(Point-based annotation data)
|---|

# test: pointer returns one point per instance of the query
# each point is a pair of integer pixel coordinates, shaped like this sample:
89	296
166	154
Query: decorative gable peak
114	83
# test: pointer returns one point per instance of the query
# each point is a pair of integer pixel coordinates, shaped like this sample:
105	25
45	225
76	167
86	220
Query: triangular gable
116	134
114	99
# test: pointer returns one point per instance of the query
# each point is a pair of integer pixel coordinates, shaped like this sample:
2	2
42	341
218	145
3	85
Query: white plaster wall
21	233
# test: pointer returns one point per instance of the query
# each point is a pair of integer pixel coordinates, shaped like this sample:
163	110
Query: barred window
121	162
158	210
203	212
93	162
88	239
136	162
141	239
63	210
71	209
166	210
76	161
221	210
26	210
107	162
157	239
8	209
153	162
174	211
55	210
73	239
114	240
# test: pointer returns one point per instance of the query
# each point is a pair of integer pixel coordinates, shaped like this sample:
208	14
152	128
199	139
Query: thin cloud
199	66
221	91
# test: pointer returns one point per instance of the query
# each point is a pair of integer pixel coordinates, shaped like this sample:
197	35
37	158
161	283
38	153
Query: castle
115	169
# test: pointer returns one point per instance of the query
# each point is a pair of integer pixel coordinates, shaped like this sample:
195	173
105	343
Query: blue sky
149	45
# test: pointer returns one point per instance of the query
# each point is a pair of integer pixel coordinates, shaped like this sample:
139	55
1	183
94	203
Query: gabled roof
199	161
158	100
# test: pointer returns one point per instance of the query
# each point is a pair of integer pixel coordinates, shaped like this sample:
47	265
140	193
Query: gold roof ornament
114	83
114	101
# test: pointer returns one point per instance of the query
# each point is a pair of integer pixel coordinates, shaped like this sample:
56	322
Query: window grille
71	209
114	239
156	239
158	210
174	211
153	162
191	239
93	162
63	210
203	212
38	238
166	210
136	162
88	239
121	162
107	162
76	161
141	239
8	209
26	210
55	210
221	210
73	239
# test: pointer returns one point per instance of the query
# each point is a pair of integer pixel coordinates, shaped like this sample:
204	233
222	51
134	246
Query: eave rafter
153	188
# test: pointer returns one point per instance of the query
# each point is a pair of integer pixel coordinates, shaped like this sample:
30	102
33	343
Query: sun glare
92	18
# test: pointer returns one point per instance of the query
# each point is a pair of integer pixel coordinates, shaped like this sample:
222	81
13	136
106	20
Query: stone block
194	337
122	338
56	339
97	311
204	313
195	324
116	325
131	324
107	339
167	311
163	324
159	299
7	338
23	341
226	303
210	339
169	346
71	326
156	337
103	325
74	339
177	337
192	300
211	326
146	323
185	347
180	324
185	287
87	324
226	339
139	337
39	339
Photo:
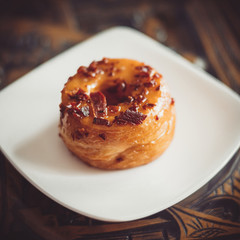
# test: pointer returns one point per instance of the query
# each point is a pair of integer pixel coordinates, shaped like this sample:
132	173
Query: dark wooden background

|---|

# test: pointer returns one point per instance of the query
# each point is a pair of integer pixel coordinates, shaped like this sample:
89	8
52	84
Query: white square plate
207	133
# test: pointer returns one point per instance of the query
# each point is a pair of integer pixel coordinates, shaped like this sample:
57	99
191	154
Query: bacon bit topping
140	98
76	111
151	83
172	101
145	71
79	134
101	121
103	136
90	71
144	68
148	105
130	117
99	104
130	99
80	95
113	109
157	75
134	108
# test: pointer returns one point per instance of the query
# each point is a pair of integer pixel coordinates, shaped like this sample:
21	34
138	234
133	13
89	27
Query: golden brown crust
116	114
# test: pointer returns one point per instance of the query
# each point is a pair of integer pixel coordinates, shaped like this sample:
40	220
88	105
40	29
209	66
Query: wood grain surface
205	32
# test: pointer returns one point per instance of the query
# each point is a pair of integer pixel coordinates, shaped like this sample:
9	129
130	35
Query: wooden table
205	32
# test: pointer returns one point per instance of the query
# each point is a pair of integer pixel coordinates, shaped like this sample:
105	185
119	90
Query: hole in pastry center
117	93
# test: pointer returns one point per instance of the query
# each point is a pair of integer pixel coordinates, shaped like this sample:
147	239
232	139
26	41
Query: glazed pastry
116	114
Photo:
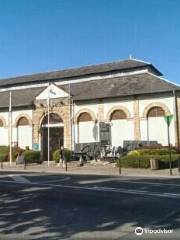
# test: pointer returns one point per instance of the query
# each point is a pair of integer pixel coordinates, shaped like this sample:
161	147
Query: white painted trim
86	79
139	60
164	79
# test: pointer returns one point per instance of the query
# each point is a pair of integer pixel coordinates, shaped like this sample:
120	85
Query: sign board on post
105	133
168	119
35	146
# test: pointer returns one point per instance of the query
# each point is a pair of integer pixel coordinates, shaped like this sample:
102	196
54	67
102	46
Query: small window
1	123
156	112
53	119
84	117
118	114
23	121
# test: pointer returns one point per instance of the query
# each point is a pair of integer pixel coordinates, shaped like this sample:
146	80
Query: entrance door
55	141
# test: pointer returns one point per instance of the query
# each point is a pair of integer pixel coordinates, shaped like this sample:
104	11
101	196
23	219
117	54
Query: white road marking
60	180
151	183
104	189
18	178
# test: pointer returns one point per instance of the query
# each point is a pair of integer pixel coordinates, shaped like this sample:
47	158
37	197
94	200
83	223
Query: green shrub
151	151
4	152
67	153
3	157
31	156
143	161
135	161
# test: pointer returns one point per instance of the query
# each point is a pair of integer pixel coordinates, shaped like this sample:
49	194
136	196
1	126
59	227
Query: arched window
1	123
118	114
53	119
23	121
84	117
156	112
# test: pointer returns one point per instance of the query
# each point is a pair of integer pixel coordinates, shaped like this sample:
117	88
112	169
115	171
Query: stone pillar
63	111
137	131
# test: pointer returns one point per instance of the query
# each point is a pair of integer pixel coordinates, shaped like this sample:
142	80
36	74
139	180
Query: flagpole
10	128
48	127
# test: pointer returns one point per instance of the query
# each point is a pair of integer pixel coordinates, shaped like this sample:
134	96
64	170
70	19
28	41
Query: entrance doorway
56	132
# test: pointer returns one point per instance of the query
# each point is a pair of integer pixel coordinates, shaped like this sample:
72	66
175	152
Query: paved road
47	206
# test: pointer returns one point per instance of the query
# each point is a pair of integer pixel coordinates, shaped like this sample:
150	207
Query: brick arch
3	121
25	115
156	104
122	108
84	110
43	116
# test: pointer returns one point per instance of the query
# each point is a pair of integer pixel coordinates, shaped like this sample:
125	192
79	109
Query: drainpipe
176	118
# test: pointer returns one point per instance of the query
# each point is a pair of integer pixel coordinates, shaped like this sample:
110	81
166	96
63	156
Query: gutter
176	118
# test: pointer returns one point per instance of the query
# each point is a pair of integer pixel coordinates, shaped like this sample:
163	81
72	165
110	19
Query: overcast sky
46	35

|---|

REQUIREMENT >> Please pull out every line of the records that contains the word "entrance".

WORKED ANSWER >>
Query: entrance door
Query: entrance doorway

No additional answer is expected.